▸ Given passage:
..............................

Stock Awards may be directly issued under the Plan, subject to such terms, conditions, performance requirements, restrictions, forfeiture provisions, contingencies and limitations as shall be determined by the Administrator and set forth in the applicable award agreement. Subject to the provisions of this Section 6, Stock Awards may be issued which vest in one or more installments over the Participant’s period of employment and/or other service to the Company and/or upon the attainment of specified performance objectives, and/or the Company may issue Stock Awards which entitle the Participant to receive a specified number of vested shares of Stock upon the attainment of one or more performance goals and/or service requirements established by the Administrator at the time of grant and set forth in the applicable award agreement. A Stock Award that is subject to restrictions on transfer and/or forfeiture provisions may be referred to as an award of “Restricted Stock” or “Restricted Stock Units”. Except as otherwise provided below, no Stock Award shall become vested earlier than the first anniversary of the date of such Stock Award; and provided, further, that the Participant shall have continuously remained in the active employment of the Company or an Affiliate until the applicable vesting date. Notwithstanding the above vesting requirement, up to five percent (5%) of the shares of Stock in the aggregate reserved under the Plan may be granted pursuant to Stock Awards that are not subject to restrictions on transfer and/or forfeiture provisions.
Shares representing a Stock Award shall be evidenced in such manner as the Administrator may deem appropriate, including book-entry registration or issuance of one or more certificates (which may bear appropriate legends referring to the terms, conditions and restrictions applicable to such Award). The Administrator may require that any such certificates be held in custody by the Company until any restrictions thereon shall have lapsed and that the Participant deliver a stock power, endorsed in blank, relating to the Stock covered by such Award. Restricted Stock Units shall be evidenced by a book entry in a notional account maintained under the Participant’s name in the Company’s books and records.
A Stock Award may be issued in exchange for any consideration which the Administrator may deem appropriate in each individual instance, including, without limitation:
(a)cash or cash equivalents;
(b)past services rendered to the Company or any Affiliate; or
(c)future services to be rendered to the Company or any Affiliate (provided that, in such case, the par value of the stock subject to such Stock Award shall be paid in cash or cash equivalents, unless the Administrator provides otherwise).

..............................

▸ Point annotation dataset records:
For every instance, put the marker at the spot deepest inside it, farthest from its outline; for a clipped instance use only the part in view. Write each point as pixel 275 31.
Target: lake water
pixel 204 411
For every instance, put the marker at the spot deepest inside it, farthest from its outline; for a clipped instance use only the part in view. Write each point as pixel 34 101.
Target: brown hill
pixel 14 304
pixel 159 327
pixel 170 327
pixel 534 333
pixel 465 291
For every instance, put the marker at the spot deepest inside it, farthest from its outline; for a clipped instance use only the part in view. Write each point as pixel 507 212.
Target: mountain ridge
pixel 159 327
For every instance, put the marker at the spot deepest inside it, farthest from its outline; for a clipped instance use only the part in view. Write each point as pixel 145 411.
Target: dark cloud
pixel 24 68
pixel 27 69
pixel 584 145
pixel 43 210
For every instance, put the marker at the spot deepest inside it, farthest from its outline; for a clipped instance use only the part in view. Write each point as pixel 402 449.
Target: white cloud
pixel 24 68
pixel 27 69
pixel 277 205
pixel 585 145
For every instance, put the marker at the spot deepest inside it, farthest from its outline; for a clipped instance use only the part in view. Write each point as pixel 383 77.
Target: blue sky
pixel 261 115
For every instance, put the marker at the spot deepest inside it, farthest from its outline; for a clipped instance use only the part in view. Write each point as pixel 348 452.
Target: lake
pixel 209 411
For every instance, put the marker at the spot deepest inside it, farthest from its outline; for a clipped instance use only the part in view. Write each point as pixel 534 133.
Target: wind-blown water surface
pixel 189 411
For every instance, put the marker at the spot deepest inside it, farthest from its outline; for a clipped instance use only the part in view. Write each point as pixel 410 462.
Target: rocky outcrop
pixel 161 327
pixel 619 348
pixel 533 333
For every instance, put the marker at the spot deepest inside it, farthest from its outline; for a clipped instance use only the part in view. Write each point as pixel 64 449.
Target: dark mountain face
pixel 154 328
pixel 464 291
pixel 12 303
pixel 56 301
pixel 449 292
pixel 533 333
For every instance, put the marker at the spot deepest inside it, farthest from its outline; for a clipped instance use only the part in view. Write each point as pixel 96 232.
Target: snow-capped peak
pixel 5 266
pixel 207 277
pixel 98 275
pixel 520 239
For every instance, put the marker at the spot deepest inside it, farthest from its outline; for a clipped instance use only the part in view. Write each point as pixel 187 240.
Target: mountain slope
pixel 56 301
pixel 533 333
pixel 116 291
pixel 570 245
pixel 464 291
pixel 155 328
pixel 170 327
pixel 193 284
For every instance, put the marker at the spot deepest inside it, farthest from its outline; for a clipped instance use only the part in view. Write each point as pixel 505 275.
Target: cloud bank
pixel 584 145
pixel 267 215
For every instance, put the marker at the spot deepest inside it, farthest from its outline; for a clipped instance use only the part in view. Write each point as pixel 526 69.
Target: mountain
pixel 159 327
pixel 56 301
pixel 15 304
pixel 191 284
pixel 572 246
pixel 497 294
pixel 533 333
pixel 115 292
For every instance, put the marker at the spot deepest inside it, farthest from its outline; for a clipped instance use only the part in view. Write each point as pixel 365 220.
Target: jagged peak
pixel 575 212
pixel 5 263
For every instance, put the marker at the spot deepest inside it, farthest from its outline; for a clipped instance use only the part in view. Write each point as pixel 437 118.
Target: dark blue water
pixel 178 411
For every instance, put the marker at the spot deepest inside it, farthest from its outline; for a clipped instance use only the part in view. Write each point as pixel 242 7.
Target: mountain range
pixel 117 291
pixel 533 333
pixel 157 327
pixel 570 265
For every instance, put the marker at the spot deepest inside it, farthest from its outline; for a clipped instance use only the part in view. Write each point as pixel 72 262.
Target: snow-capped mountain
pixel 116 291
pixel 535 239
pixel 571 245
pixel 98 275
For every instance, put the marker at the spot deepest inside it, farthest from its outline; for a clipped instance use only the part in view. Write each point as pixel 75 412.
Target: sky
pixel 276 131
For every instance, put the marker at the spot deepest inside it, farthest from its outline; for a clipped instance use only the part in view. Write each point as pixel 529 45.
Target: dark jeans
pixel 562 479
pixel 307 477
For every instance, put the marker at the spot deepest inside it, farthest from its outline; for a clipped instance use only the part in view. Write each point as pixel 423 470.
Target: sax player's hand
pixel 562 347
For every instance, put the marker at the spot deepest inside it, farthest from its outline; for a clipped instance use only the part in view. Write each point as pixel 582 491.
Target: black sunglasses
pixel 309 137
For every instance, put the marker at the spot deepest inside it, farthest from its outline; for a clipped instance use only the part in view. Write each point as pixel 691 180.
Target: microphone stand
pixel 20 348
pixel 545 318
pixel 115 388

..............................

▸ What you need to do: Reproduce the stock award passage from "A Stock Award may" up to and including "Administrator provides otherwise).", substituting "Subsidiary" for each occurrence of "Affiliate".

▸ Solution to this problem:
A Stock Award may be issued in exchange for any consideration which the Administrator may deem appropriate in each individual instance, including, without limitation:
(a)cash or cash equivalents;
(b)past services rendered to the Company or any Subsidiary; or
(c)future services to be rendered to the Company or any Subsidiary (provided that, in such case, the par value of the stock subject to such Stock Award shall be paid in cash or cash equivalents, unless the Administrator provides otherwise).